The Parson and the Outlaw is a 1957 American Western film directed by Oliver Drake for Charles "Buddy" Rogers Productions and distributed by Columbia Pictures. Written by Drake and John Mantley, the film stars Anthony Dexter as Billy the Kid, along with Charles "Buddy" Rogers, Sonny Tufts, Marie Windsor and Jean Parker. This was the final screen appearance by Rogers before his retirement from films.

Plot
Billy the Kid tries to live in peace under a new name in a frontier town, but he is soon approached by a preacher who asks for his help in freeing the town from the ruthless Colonel Morgan and his gunman Jack Slade.

Cast
 Anthony Dexter as Billy the Kid
 Sonny Tufts as Jack Slade
 Marie Windsor as Tonya 
 Charles "Buddy" Rogers as Reverend Jericho Jones
 Jean Parker as Sarah Jones
 Robert Lowery as Colonel Jefferson Morgan
 Bob Steele as Ace Jardine (erroneously credited as Bob Steel)

→ **Entries supplied**:
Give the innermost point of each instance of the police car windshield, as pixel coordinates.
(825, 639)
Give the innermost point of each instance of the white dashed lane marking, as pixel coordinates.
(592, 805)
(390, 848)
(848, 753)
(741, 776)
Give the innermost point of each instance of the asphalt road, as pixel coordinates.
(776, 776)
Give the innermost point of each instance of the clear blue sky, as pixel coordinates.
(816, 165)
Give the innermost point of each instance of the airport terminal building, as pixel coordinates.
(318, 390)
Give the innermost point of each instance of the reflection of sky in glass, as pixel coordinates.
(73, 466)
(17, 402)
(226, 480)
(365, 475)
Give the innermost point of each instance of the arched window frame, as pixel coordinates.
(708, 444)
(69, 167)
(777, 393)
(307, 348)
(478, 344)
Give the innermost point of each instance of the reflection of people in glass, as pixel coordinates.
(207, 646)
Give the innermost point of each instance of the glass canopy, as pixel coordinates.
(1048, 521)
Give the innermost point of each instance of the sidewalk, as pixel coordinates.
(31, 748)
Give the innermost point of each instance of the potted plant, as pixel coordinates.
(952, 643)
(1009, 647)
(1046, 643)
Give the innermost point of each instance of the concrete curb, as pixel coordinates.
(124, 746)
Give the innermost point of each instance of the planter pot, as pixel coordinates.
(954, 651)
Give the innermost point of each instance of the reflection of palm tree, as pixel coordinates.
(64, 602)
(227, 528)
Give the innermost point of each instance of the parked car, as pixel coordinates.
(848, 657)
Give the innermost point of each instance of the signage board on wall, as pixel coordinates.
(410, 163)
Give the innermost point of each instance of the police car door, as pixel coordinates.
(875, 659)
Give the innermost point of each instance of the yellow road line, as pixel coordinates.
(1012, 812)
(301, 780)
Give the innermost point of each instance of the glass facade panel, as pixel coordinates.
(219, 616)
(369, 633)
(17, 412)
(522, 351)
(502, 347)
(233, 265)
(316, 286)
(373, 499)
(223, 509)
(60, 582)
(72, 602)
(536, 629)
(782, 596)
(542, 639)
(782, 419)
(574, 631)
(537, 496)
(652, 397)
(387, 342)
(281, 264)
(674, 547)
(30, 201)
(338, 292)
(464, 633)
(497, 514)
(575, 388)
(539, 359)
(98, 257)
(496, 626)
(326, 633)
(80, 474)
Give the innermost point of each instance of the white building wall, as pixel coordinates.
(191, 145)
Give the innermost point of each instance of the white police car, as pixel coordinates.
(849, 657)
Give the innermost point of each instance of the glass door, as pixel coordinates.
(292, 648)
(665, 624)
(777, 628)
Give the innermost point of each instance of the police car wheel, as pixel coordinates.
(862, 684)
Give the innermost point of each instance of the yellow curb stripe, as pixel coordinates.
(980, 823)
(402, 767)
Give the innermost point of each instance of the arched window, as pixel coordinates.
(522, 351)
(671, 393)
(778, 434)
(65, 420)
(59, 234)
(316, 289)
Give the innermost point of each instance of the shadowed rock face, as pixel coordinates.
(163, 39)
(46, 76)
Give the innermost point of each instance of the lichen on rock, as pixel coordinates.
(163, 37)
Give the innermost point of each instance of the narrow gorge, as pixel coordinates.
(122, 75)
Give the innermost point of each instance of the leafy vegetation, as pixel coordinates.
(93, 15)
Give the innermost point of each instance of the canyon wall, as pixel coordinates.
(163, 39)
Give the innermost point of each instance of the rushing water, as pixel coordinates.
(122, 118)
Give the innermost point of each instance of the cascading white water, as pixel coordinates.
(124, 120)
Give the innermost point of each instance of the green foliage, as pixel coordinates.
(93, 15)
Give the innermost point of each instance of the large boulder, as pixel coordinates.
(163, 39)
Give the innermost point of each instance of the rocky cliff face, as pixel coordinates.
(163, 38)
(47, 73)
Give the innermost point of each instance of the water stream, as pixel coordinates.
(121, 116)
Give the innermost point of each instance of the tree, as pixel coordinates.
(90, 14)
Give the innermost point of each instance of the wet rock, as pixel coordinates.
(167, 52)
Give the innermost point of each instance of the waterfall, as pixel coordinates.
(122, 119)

→ **Parts of the exercise**:
[a] In the film article, rewrite the part that opens with the words containing "The Parson and" and closes with "as Bob Steel)", swapping "Colonel" for "Major".
[b] Answer these questions using the film article.
(i) Which company distributed the film?
(ii) Which actor played Reverend Jericho Jones?
(iii) What is the name of Colonel Morgan's gunman?

→ **Solutions for each task**:
[a]
The Parson and the Outlaw is a 1957 American Western film directed by Oliver Drake for Charles "Buddy" Rogers Productions and distributed by Columbia Pictures. Written by Drake and John Mantley, the film stars Anthony Dexter as Billy the Kid, along with Charles "Buddy" Rogers, Sonny Tufts, Marie Windsor and Jean Parker. This was the final screen appearance by Rogers before his retirement from films.

Plot
Billy the Kid tries to live in peace under a new name in a frontier town, but he is soon approached by a preacher who asks for his help in freeing the town from the ruthless Major Morgan and his gunman Jack Slade.

Cast
 Anthony Dexter as Billy the Kid
 Sonny Tufts as Jack Slade
 Marie Windsor as Tonya 
 Charles "Buddy" Rogers as Reverend Jericho Jones
 Jean Parker as Sarah Jones
 Robert Lowery as Major Jefferson Morgan
 Bob Steele as Ace Jardine (erroneously credited as Bob Steel)

[b]
(i) Columbia Pictures
(ii) Charles "Buddy" Rogers
(iii) Jack Slade